ZU ERLEDIGENDE AUFGABEN:
1. Gib aus dem Artikel über Gidon Kremers Buch „Zwischen Welten“ einen Abschnitt unverändert wieder. Beginne bei den Worten „Gidon Kremer: Zwischen“ und höre nach den Worten „engsten Kreis möglich.“ auf.
2. Wähle aus den Datensätzen jede Zeile aus, in der das Wort „dark“ vorkommt, und schreibe diese Zeilen ab.

ARTIKEL:
-.-.-
1980 übersiedelte er in die Bundesrepublik, nachdem er bereits
vorher bei den Behörden einen spektakulären zweijährigen
„Westurlaub“ durchgesetzt hatte. Mit „Zwischen
Welten“ stellt Gidon Kremer sein drittes Buch vor.
Gidon Kremer: Zwischen Welten,
Piper, 384 Seiten, 24,90 €, ISBN 3-492-04459-X
„Zwischen Welten“ umfasst Kremers Moskauer Studienjahre
bis zum Ende der sowjetischen Karriere. In seiner Offenheit erinnert
es an die frühen Erinnerungen der „Kindheitssplitter“,
jedoch schreibt Kremer hier ungleich dichter. Die künstlerische
Entwicklung des jungen Letten aus baltisch-deutscher Familie trifft
auf den Hintergrund der 60er und zunehmend verkarsteten 70er der
Sowjetunion. Im Privatleben ist, entgegen allen staatlichen Drohgebärden,
kommunistischer Patriotismus längst nicht mehr alltäglich,
die neue Generation von Zweiflern wächst heran. Aber nach wie
vor ist hinterfragen gefährlich und nur im engsten Kreis möglich.
-.-.-
ZEILEN DER DATENSÄTZE:
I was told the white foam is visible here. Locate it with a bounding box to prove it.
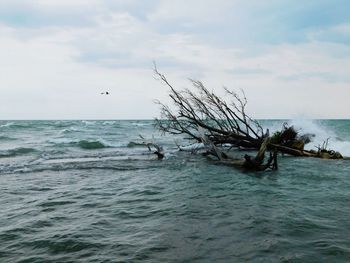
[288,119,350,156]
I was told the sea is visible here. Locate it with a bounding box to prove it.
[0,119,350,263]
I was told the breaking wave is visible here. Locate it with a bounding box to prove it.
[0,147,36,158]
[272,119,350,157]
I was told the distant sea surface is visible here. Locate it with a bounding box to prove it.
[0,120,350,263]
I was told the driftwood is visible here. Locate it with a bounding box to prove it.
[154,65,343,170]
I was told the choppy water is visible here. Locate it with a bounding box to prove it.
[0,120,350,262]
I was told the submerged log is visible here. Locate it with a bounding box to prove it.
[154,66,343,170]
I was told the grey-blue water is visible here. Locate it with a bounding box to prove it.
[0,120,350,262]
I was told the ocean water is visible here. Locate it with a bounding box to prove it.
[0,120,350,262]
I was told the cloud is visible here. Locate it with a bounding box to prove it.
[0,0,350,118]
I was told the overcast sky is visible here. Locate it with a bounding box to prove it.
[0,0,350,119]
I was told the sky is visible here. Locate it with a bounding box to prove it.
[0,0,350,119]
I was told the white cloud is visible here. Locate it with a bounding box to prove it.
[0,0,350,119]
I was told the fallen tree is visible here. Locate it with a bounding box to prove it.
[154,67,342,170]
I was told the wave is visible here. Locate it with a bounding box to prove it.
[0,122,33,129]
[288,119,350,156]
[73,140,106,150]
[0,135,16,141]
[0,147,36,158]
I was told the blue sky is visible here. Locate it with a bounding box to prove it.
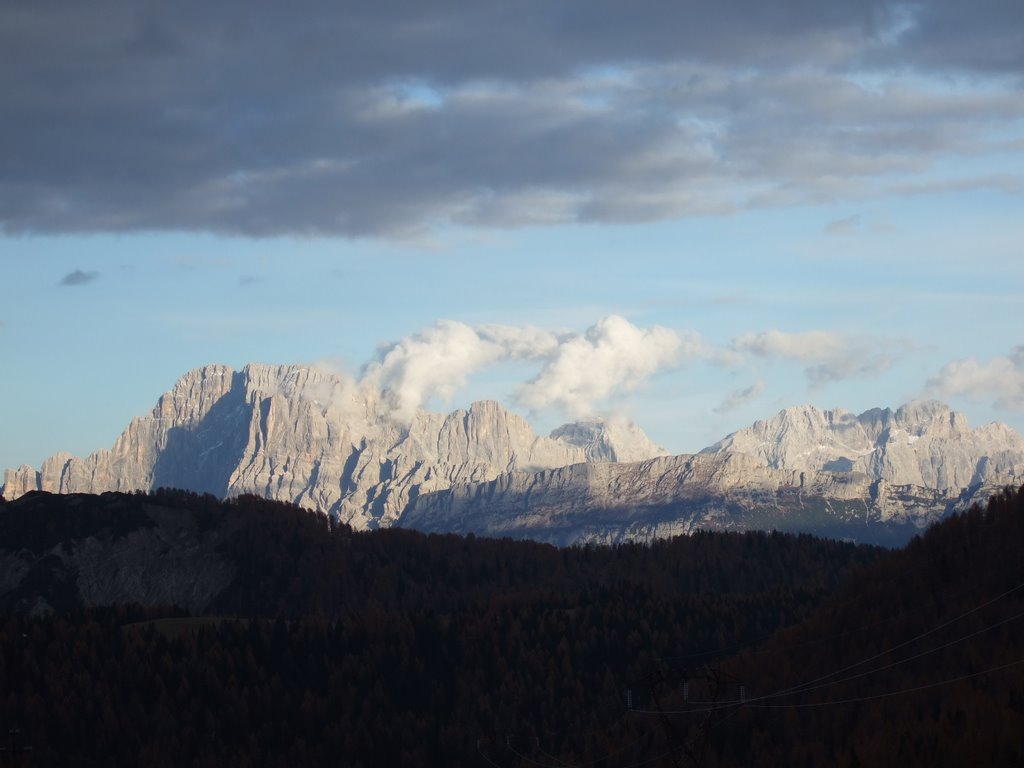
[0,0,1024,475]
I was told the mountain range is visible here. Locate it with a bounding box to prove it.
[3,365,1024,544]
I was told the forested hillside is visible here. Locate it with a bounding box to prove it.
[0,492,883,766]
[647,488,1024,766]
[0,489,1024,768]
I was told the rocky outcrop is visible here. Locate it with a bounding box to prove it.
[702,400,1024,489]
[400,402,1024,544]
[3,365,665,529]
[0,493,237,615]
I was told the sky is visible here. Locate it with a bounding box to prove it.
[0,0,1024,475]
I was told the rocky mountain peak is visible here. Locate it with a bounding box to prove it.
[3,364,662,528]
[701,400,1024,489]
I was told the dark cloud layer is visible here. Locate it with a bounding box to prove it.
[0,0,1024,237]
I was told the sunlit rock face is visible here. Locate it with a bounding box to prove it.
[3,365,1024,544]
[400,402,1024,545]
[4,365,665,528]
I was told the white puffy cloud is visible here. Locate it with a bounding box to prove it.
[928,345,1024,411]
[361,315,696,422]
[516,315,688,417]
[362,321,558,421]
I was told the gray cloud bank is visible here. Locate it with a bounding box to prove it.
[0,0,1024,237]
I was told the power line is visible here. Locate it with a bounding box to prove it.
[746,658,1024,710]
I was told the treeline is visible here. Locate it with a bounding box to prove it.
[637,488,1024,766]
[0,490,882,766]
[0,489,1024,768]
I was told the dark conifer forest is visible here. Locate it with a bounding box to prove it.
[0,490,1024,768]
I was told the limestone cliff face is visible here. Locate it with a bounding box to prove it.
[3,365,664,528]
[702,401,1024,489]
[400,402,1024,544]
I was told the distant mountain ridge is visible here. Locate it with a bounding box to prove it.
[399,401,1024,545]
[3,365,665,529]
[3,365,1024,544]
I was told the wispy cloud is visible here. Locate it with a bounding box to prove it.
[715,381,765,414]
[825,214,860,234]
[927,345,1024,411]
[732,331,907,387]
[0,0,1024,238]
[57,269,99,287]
-.-.-
ERGEBNISSE DER ÜBUNG:
1.
Gidon Kremer: Zwischen Welten,
Piper, 384 Seiten, 24,90 €, ISBN 3-492-04459-X
„Zwischen Welten“ umfasst Kremers Moskauer Studienjahre
bis zum Ende der sowjetischen Karriere. In seiner Offenheit erinnert
es an die frühen Erinnerungen der „Kindheitssplitter“,
jedoch schreibt Kremer hier ungleich dichter. Die künstlerische
Entwicklung des jungen Letten aus baltisch-deutscher Familie trifft
auf den Hintergrund der 60er und zunehmend verkarsteten 70er der
Sowjetunion. Im Privatleben ist, entgegen allen staatlichen Drohgebärden,
kommunistischer Patriotismus längst nicht mehr alltäglich,
die neue Generation von Zweiflern wächst heran. Aber nach wie
vor ist hinterfragen gefährlich und nur im engsten Kreis möglich.

2.
I was told the dark cloud layer is visible here. Locate it with a bounding box to prove it.
I was told the dark conifer forest is visible here. Locate it with a bounding box to prove it.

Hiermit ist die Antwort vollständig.